:: RECORDS FOR THE EXERCISE

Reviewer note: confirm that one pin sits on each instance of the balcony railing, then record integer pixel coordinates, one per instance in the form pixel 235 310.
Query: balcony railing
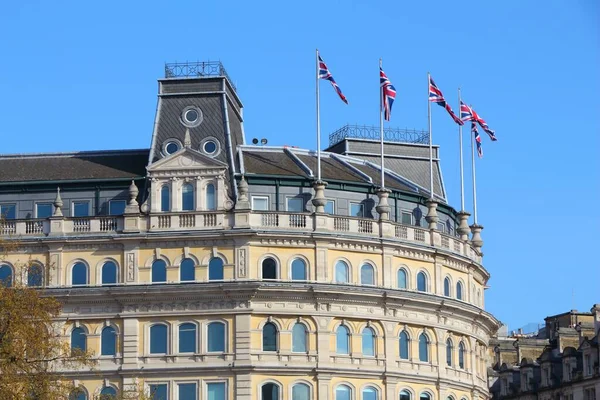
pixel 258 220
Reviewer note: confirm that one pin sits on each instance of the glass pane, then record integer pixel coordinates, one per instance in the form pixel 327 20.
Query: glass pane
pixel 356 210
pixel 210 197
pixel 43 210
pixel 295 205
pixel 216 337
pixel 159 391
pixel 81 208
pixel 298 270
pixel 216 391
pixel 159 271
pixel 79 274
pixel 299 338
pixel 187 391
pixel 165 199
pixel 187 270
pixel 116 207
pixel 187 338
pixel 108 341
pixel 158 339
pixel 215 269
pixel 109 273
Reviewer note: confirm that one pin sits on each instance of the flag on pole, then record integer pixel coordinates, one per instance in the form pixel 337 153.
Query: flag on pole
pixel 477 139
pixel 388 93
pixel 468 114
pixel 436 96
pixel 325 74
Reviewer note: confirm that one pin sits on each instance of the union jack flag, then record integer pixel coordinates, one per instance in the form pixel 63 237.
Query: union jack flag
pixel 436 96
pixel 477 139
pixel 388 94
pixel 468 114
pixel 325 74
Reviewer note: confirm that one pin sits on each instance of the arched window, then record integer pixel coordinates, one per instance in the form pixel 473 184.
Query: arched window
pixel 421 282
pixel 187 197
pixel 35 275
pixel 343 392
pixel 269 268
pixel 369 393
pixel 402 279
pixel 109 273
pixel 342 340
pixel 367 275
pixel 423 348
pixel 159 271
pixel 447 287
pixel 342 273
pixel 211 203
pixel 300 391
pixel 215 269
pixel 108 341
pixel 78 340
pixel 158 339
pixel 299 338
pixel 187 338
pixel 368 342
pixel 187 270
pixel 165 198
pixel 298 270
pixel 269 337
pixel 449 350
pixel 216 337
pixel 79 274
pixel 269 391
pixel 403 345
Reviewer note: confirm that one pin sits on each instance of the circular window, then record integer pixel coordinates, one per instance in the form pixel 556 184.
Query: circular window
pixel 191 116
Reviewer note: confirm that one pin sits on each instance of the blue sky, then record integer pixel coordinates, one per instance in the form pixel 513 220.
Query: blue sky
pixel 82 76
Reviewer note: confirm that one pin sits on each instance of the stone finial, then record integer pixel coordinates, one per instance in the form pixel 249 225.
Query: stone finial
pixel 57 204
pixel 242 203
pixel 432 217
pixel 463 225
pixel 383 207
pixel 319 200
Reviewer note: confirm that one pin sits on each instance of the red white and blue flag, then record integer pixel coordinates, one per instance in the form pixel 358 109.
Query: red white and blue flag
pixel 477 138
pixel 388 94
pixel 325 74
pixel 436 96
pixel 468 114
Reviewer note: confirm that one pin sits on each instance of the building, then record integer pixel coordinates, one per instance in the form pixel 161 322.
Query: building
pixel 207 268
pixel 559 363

::::

Images are to be left out when the records above are written out again exactly.

Reviewer note: confirm that one pin sits on each instance of the balcony railing, then record integer pixel coordinates, one per instance in the form pixel 235 310.
Query: balcony railing
pixel 258 220
Reviewer note: confirm that one pin sits on each instance of the glass pane, then record integer pixel coordinates, one per instance in the form pixel 327 20.
Query: glass pane
pixel 356 210
pixel 210 197
pixel 43 210
pixel 295 205
pixel 216 337
pixel 159 391
pixel 81 208
pixel 298 270
pixel 216 391
pixel 159 271
pixel 79 274
pixel 299 338
pixel 187 391
pixel 165 199
pixel 187 270
pixel 116 207
pixel 187 338
pixel 108 341
pixel 158 339
pixel 215 269
pixel 109 273
Reviewer note: confirm that one pin sits on each instance of the flag on pole, then record integer pixel coordinates, one per instance in the form pixel 337 153.
Query: flag on pole
pixel 477 139
pixel 388 93
pixel 468 114
pixel 436 96
pixel 325 74
Reviewer note: confirm that one pin sits on each instance of the union jack flag, then record integer pixel coordinates, one per instance in the form pixel 63 237.
Query: union jack flag
pixel 436 96
pixel 477 139
pixel 388 94
pixel 468 114
pixel 325 74
Reviewer note: confirm that one pin sits on each instance of the arched window, then record integer pixel coordinates, one per instance in the form pixel 473 184.
Query: arched window
pixel 421 282
pixel 187 197
pixel 35 275
pixel 343 392
pixel 269 268
pixel 369 393
pixel 402 279
pixel 109 273
pixel 342 340
pixel 367 275
pixel 423 348
pixel 159 271
pixel 447 287
pixel 342 273
pixel 211 203
pixel 300 391
pixel 215 269
pixel 108 341
pixel 78 340
pixel 158 339
pixel 299 338
pixel 187 338
pixel 368 342
pixel 187 270
pixel 165 198
pixel 298 270
pixel 269 337
pixel 449 350
pixel 216 337
pixel 79 274
pixel 269 391
pixel 403 345
Reviewer note: confirm that one pin sits on each instance of the circular window, then record integer pixel coordinates, one per instance in the form pixel 556 184.
Query: circular window
pixel 191 116
Reviewer note: confirm that one pin sits on each instance of the blue sky, then record integer pixel coordinates, one per instance in the form pixel 513 220.
Query: blue sky
pixel 82 76
Reviewer note: confirm that one pin sits on each instance of the stone finial, then record integer pixel coordinates, one per instance in the form pixel 249 225.
Query: stone finial
pixel 57 204
pixel 242 203
pixel 432 217
pixel 463 225
pixel 383 207
pixel 319 200
Reviewer note: confirm that one pin sits on each instance of the red white and blue flag, then record integer pixel coordinates, one per instance in the form pixel 358 109.
Query: red white and blue flag
pixel 477 138
pixel 388 94
pixel 325 74
pixel 436 96
pixel 468 114
Reviewer note: confirm that one pin sits on each instance of the building, then record integer pixel coordinates, one per instance in the form pixel 161 322.
Query: building
pixel 207 268
pixel 559 363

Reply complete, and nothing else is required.